→ **FRAGMENT STRONY**
--------

- akcja filmu ma miejsce w miasteczku, w prowincji Ontario, w Kanadzie.
- w miasteczku żyje spora grupa mennonitów, jest to protestancki odłam chrześcijaństwa - w filmie noszą oni 'starodawne' łachy.
- w miasteczku żyje też grupa imigrantów z Niemiec, z której to grupy wywodzi się główny bohater - między sobą porozumiewają się oni łamanym niemieckim.
- jako wsparcie z dużego miasta pojawia się detektyw o nazwisku Washington, z O.P.P. (Ontario Provincial Police) z właściwą siedzibą w London.
W filmie parę razy pada a to gołe Washington, a to gołe London, i mówiąc szczerze trochę robił mi się z tego burdel ;p
A więc 'Washington', to detektyw Dave Washington z OPP, a 'London' to kanadyjskie miasto w prowincji Ontario (populacja ok. 350 tys.), w którym to mieście OPP ma jedną ze swoich siedzib.
Nikt tego nie zrobil wiec ja napisze: dzieki za wyjasnienie, jesli zabiore sie za ten film mysle ze bedzie przydatne.

--------

→ **PODANY MATERIAŁ**
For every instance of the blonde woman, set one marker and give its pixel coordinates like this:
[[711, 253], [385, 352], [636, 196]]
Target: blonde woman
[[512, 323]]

--------

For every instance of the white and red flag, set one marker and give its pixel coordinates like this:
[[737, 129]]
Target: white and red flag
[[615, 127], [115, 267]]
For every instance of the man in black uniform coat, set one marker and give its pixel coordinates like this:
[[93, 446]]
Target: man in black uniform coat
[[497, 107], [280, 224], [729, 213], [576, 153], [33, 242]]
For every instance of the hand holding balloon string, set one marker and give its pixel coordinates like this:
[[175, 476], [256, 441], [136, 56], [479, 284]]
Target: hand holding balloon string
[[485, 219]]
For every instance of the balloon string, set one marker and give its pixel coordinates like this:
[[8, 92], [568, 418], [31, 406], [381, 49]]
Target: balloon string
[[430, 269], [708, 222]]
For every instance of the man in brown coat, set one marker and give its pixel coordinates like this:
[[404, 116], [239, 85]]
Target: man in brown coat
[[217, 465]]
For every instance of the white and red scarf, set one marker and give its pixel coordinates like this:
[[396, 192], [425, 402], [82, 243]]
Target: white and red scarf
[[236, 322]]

--------

→ **ZADANIE PISEMNE**
Kontynuuj tekst o filmie z Ontario, zaczynając zaraz po jego ostatnim zdaniu. Materiał to osobna rzecz, niezwiązana z tekstem o filmie.

→ **ODPOWIEDŹ**
FIlm fajny ale jakoś teoria o tym że oni mówią po niemiecku mi nie pasuje.Brzmi to bardziej jak jakiś indiański.
Trudno tu mówić o teorii, skoro już minimalna znajomość języka niemieckiego pozwala wyłapać podstawowe słowa/zwroty ;p Oczywiście, trzeba wziąć poprawkę na bardzo nietypowy akcent.
To nie Niemcy lecz Holendrzy-mennonici. Byli także w Polsce, w dolinie dolnej Wisły.
Ja uważam, że film zasługuje na 8. Świetnie opowiedziana historia i fantastyczna muzyka. To ciekawe skąd właśnie taka. Przecież momentami wyraźnie pobrzmiewały w niej klimaty afrykańskie. Słuchając języka w pierwszej chwili pomyślałem, że Holendrzy, jednak druga myśl była - potomkowie Afrykanerów, którzy z Afryki trafili do Ameryki i osiedlili się. Przecież na takie śpiewy nie natrafimy ani w Holandii, ani - tym bardziej w Niemczech. Łamany holenderski i ta muzyka naprowadzają mnie na ślad afrykański. Ich dziadkowie mogli być Burami i mieszkać w RPA.
Odpowiem sam sobie, gdyż wczoraj, tuż po obejrzeniu filmu popisałem się niezbyt logicznym wpisem. Nie ma najmniejszego powodu, żeby zespół wykonujący piosenki łączyć ze społecznością Mennonitów kanadyjskich. Wysłuchałem dziś kilku piosenek zespołu Bruce Peninsula. To, że reżyser wykorzystał ich muzykę świadczy tylko o tym, że ma dobry gust.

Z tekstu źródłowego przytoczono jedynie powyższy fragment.